### Task A
From the soil treatment claims, extract the passage starting at "2. A method" and ending at "10 to 35cm.".
### Task B
Answer these questions from the soil treatment claims:
(i) What channel depth range is given in claim 3?
(ii) According to claim 5, to what depth does the channel extend into the subsoil?
(iii) What treatment material does claim 8 name?

### Passage provided
◇ ◇ ◇
1 . A method for treating soil, the method comprising forming a channel in a body of soil, the channel being formed to have a depth of between 20 to 70cm and depositing treatment material in the base of the channel in a line along the channel and thereafter, closing the channel.

2. A method for treating soil according to claim 1 , the method being applied to soil that comprises a topsoil and a subsoil beneath the topsoil and wherein the channel extends into the subsoil.

3. A method for treating soil according to claim 1 or 2, the channel being formed to have a depth of between 30 to 50cm.

4. A method for treating soil according to claim 2, wherein the channel extends into the subsoil to a depth of about 10 to 55cm.

5. A method for treating soil according to claim 2, wherein the channel extends into the subsoil to a depth of about 10 to 35cm.

6. A method for treating soil according to any one of claims 1 to 5, the treatment material being deposited in a continuous line along the base of the channel.

7. A method for treating soil according to any one of claims 1 to 5, the treatment material being deposited in disconnected sections along the base of the channel.

8. A method for treating soil according to any one of claims 1 to 7, the treatment material being untreated, screened, pelletised, granulated or powderised chicken manure.
◇ ◇ ◇
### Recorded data

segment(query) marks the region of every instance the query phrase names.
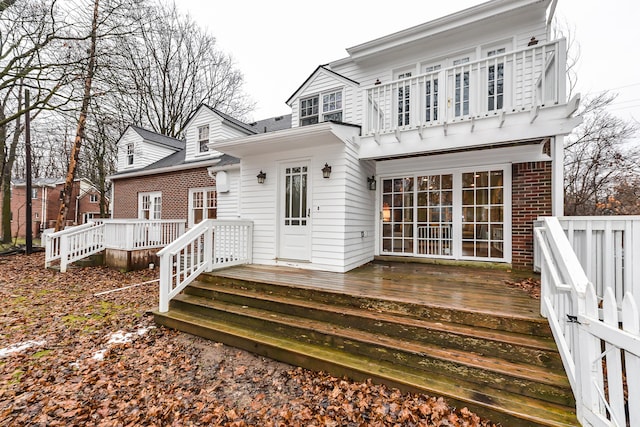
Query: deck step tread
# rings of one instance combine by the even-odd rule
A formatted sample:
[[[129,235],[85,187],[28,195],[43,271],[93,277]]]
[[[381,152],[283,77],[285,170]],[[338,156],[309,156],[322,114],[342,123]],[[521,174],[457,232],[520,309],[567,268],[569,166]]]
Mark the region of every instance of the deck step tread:
[[[435,396],[443,396],[474,408],[485,408],[495,413],[506,414],[524,420],[521,425],[573,426],[576,425],[572,408],[540,402],[525,396],[514,396],[498,389],[482,387],[460,379],[451,379],[437,374],[425,375],[399,369],[392,363],[373,360],[340,352],[326,346],[301,344],[294,339],[269,334],[242,327],[241,325],[216,321],[196,314],[171,309],[167,313],[154,313],[156,321],[171,327],[182,326],[182,330],[200,334],[209,339],[234,337],[234,345],[252,351],[258,346],[271,349],[280,355],[280,360],[291,363],[316,360],[324,365],[336,366],[348,372],[359,372],[364,377],[376,378],[382,382],[398,384],[404,388],[418,390]],[[177,323],[177,324],[176,324]],[[267,353],[269,353],[267,351]],[[284,355],[284,356],[283,356]],[[273,357],[267,354],[267,357]],[[304,366],[304,365],[302,365]],[[304,366],[309,367],[309,366]],[[339,369],[339,370],[340,370]],[[505,424],[506,425],[506,424]]]
[[[540,337],[534,335],[525,335],[517,332],[501,331],[497,329],[488,329],[481,327],[471,327],[468,325],[449,323],[443,321],[417,319],[407,316],[399,316],[381,312],[378,310],[372,310],[368,308],[352,308],[345,306],[335,306],[331,304],[325,304],[318,301],[309,301],[303,299],[293,299],[290,297],[281,297],[277,295],[267,295],[260,292],[254,292],[246,289],[239,289],[234,287],[226,287],[223,284],[207,282],[207,281],[195,281],[189,285],[193,288],[203,289],[207,291],[215,291],[220,293],[228,293],[233,295],[240,295],[243,297],[263,300],[274,303],[284,303],[288,305],[295,305],[301,308],[321,310],[337,315],[347,314],[352,316],[358,316],[377,321],[385,321],[388,323],[395,323],[400,325],[409,325],[416,328],[423,328],[432,331],[446,332],[457,335],[472,336],[478,339],[500,341],[509,343],[512,345],[518,345],[523,347],[535,348],[540,350],[557,351],[556,344],[551,337]],[[188,288],[187,288],[188,292]]]
[[[205,308],[237,314],[239,316],[264,319],[272,323],[285,326],[294,325],[310,331],[325,333],[328,335],[338,335],[348,339],[366,342],[369,344],[381,344],[389,349],[402,349],[417,355],[424,355],[430,359],[437,359],[447,363],[455,363],[468,366],[483,371],[490,371],[496,374],[513,378],[536,381],[539,383],[552,385],[561,388],[569,388],[569,382],[563,372],[556,373],[548,368],[536,367],[530,364],[514,363],[504,359],[481,356],[474,353],[464,352],[455,349],[442,348],[436,345],[410,342],[398,338],[381,336],[370,332],[345,328],[337,325],[328,325],[325,322],[315,321],[297,316],[290,316],[282,313],[275,313],[269,310],[248,306],[238,306],[223,301],[214,301],[204,297],[193,295],[178,295],[175,300],[184,301],[188,304],[198,305]]]

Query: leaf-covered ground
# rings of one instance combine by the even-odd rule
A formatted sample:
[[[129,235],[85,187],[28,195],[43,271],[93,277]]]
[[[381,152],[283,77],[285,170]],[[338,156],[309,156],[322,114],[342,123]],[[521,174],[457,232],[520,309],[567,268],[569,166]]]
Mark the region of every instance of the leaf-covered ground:
[[[314,373],[165,328],[157,278],[0,257],[0,426],[484,426],[442,399]]]

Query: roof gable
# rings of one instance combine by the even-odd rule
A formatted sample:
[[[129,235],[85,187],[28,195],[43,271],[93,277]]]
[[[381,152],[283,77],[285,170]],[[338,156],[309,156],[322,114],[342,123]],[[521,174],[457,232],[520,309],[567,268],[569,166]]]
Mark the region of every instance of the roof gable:
[[[234,119],[230,115],[223,113],[221,111],[218,111],[215,108],[208,106],[207,104],[200,104],[198,108],[196,108],[196,110],[187,119],[187,122],[184,125],[184,129],[187,129],[189,127],[193,119],[200,113],[200,111],[202,111],[202,109],[209,110],[211,113],[218,116],[218,118],[223,124],[239,129],[245,132],[247,135],[252,135],[256,133],[256,131],[252,129],[250,125],[243,123],[238,119]]]
[[[287,99],[287,105],[291,106],[291,101],[296,98],[298,96],[298,94],[300,94],[300,92],[303,92],[307,87],[309,87],[309,85],[319,76],[319,75],[326,75],[332,79],[335,79],[337,81],[340,81],[346,85],[349,86],[359,86],[360,83],[358,83],[355,80],[351,80],[348,77],[343,76],[342,74],[338,74],[335,71],[330,70],[329,68],[327,68],[326,65],[319,65],[318,68],[316,68],[313,73],[311,73],[311,75],[309,75],[309,77],[307,77],[307,79],[304,81],[304,83],[302,83],[300,85],[300,87],[298,89],[296,89],[296,91],[289,97],[289,99]]]
[[[120,139],[118,140],[118,144],[120,143],[120,141],[122,141],[122,139],[124,139],[125,135],[128,132],[135,132],[142,138],[144,142],[160,145],[173,151],[181,150],[182,148],[184,148],[184,141],[134,125],[129,125],[127,129],[122,132],[122,135],[120,135]]]

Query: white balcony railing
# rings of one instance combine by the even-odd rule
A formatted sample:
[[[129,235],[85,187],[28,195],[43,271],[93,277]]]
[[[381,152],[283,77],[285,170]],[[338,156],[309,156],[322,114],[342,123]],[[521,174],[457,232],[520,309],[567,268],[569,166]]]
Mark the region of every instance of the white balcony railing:
[[[45,233],[45,267],[72,262],[104,249],[139,250],[168,245],[184,234],[184,220],[100,219],[55,233]]]
[[[169,301],[200,273],[251,264],[253,222],[204,220],[158,252],[158,256],[159,311],[164,313],[169,311]]]
[[[627,290],[617,299],[608,275],[603,297],[597,296],[565,233],[557,218],[544,218],[535,228],[541,313],[562,357],[578,420],[585,426],[640,425],[640,405],[634,403],[640,401],[638,295]],[[623,241],[637,245],[637,237]],[[635,270],[632,279],[639,274]]]
[[[364,90],[363,134],[419,129],[566,102],[564,39]]]

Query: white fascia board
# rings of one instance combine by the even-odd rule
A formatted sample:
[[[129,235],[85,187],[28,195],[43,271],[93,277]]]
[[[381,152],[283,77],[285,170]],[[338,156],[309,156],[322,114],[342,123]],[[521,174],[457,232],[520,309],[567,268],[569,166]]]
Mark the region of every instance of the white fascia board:
[[[363,136],[358,157],[360,160],[375,160],[490,148],[515,141],[567,135],[582,122],[582,117],[565,117],[564,105],[542,108],[540,117],[533,123],[529,123],[529,114],[529,111],[508,114],[502,128],[498,125],[498,115],[476,119],[473,133],[471,120],[461,120],[449,123],[446,135],[444,126],[435,125],[423,130],[422,137],[419,129],[403,131],[400,142],[392,133],[381,135],[379,143],[374,136]]]
[[[167,173],[167,172],[197,169],[202,167],[213,166],[219,161],[220,161],[220,158],[217,157],[214,159],[207,159],[206,161],[202,161],[202,162],[183,163],[181,165],[167,166],[167,167],[158,168],[158,169],[138,170],[138,171],[132,171],[132,172],[118,174],[118,175],[109,175],[106,179],[107,181],[113,182],[113,181],[117,181],[119,179],[125,179],[125,178],[135,178],[139,176],[157,175],[157,174]]]
[[[211,143],[211,147],[230,156],[242,158],[293,148],[314,147],[331,139],[347,144],[360,134],[359,126],[339,125],[331,122],[299,126],[276,132],[227,139]],[[331,139],[327,139],[330,137]]]
[[[551,0],[493,0],[347,48],[347,53],[349,53],[351,59],[357,61],[387,49],[396,48],[406,43],[454,30],[474,22],[483,21],[525,6],[539,3],[546,10],[550,2]]]

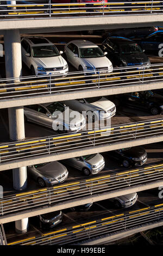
◇ ◇ ◇
### Right answer A
2. A method for treating soil according to claim 1 , the method being applied to soil that comprises a topsoil and a subsoil beneath the topsoil and wherein the channel extends into the subsoil.

3. A method for treating soil according to claim 1 or 2, the channel being formed to have a depth of between 30 to 50cm.

4. A method for treating soil according to claim 2, wherein the channel extends into the subsoil to a depth of about 10 to 55cm.

5. A method for treating soil according to claim 2, wherein the channel extends into the subsoil to a depth of about 10 to 35cm.

### Right answer B
(i) Between 30 to 50cm.
(ii) About 10 to 35cm.
(iii) Untreated, screened, pelletised, granulated or powderised chicken manure.